··· Listed entries ···

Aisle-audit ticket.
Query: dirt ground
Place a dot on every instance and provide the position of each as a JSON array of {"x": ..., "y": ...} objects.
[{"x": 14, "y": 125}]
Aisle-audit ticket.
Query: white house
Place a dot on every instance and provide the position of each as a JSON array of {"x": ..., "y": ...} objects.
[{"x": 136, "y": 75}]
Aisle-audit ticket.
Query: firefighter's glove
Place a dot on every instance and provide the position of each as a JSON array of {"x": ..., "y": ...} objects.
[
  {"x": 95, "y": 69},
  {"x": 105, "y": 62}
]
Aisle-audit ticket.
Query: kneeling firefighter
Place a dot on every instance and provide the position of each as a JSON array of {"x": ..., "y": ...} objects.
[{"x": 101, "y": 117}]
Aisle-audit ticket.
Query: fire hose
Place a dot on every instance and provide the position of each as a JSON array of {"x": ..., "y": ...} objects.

···
··· Listed entries ···

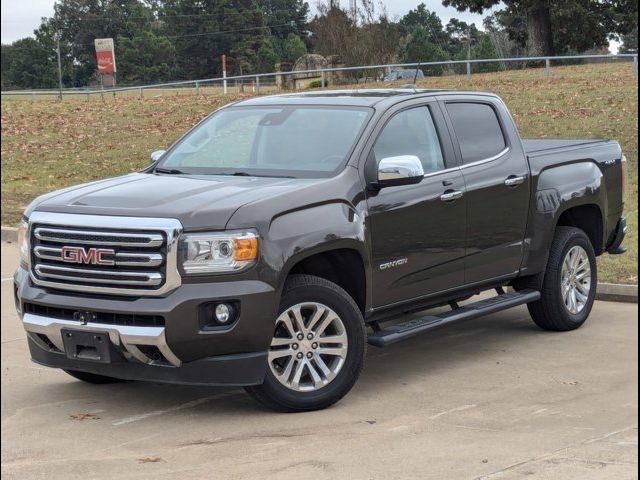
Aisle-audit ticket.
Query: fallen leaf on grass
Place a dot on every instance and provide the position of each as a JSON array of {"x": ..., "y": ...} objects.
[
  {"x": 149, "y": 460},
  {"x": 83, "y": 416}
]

···

### Job
Pick out each line in the records above that contains the string "firefighter", and copy those lines.

### Expected answer
Query: firefighter's glove
Query: kneeling firefighter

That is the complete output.